WORK TO BE COMPLETED —
Write out the passage of the Supreme Court case summary from "The state argued" up to and including "more suitable job.", word for word.

DOCUMENT TEXT —
Supervisor’s take-home: You now have less flexibility to deny a job-related request made by a returning servicemember. A recently issued U.S. Supreme Court ruling will make it harder for certain employers to defend themselves against lawsuits filed by former and current members of the military.
What happened: A U.S. Army reservist who was also employed as a state trooper was deployed to Iraq. While there, he was exposed to toxic burn pits. He was later diagnosed with constrictive bronchitis.
What people did: When the man returned to the U.S., he realized that his condition prevented him from resuming his job as a state trooper, so he asked to be reassigned to a more suitable position. His request was denied.
Legal challenge: The U.S. Army reservist sued under the Uninformed Services Employment and Reemployment Rights Act (USERRA), contending that the law required the state to transfer him to a different job.
The state argued that it was protected against the lawsuit by sovereign immunity.
Result: The employer lost. The U.S. Supreme Court ruled that the state agency couldn’t defeat the lawsuit by claiming sovereign immunity. When it comes to national defense, states effectively gave away their sovereign immunity when they joined the union. The court said the U.S. Congress granted the federal government total control in matters of national defense, and USERRA was intended to help defend the country. As a result, the state needed to comply with USERRA and transfer the returning servicemember to a more suitable job.
The skinny: This ruling by the nation’s top court expands the scope of USERRA to more employers. Governments and their agencies can no longer claim sovereign immunity to shield themselves from servicemember lawsuits.
Cite: Torres v. Texas Department of Public Safety, U.S. Supreme Court, No. 20-603, 6/29/22.

Stored data entries:
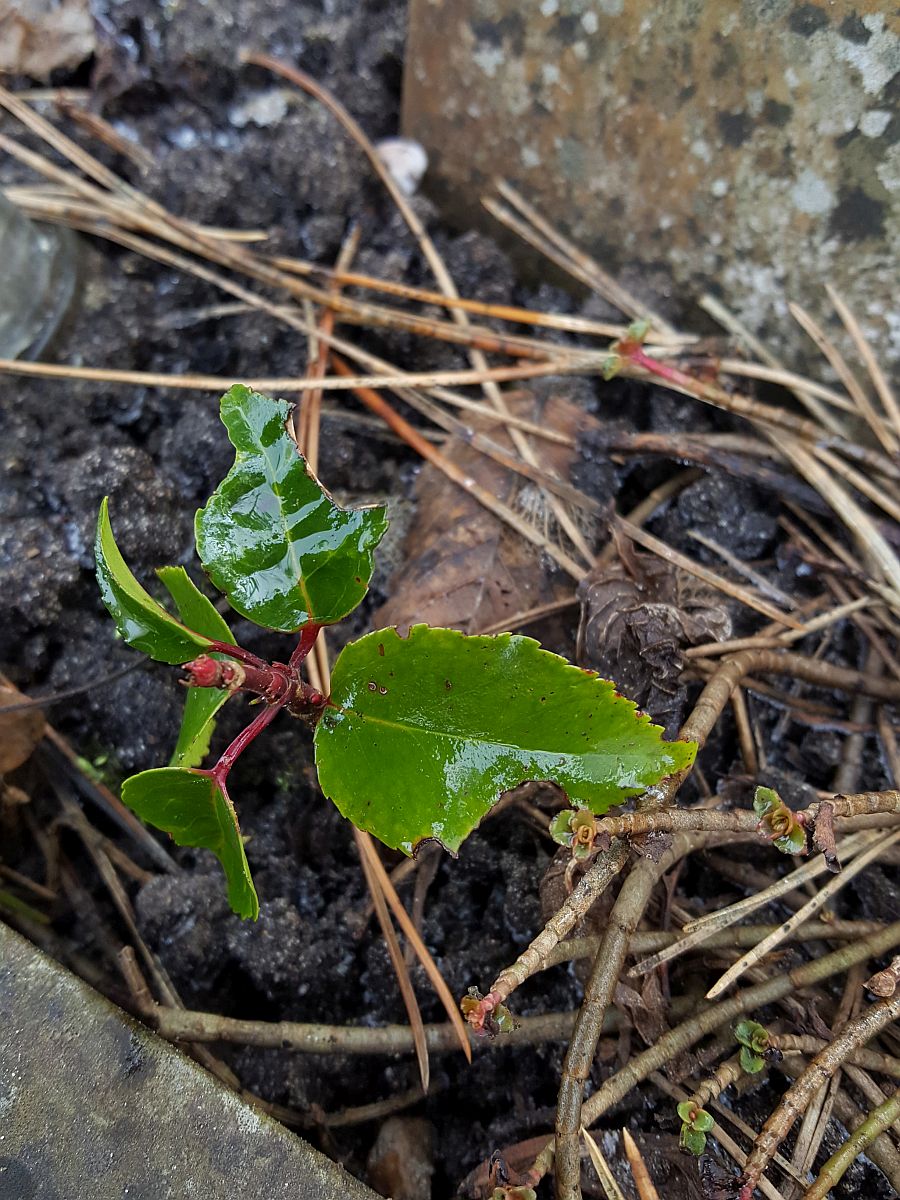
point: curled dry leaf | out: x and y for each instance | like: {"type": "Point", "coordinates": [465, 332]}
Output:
{"type": "Point", "coordinates": [637, 616]}
{"type": "Point", "coordinates": [39, 36]}
{"type": "Point", "coordinates": [19, 731]}
{"type": "Point", "coordinates": [401, 1161]}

REPLY TO THE EXERCISE —
The state argued that it was protected against the lawsuit by sovereign immunity.
Result: The employer lost. The U.S. Supreme Court ruled that the state agency couldn’t defeat the lawsuit by claiming sovereign immunity. When it comes to national defense, states effectively gave away their sovereign immunity when they joined the union. The court said the U.S. Congress granted the federal government total control in matters of national defense, and USERRA was intended to help defend the country. As a result, the state needed to comply with USERRA and transfer the returning servicemember to a more suitable job.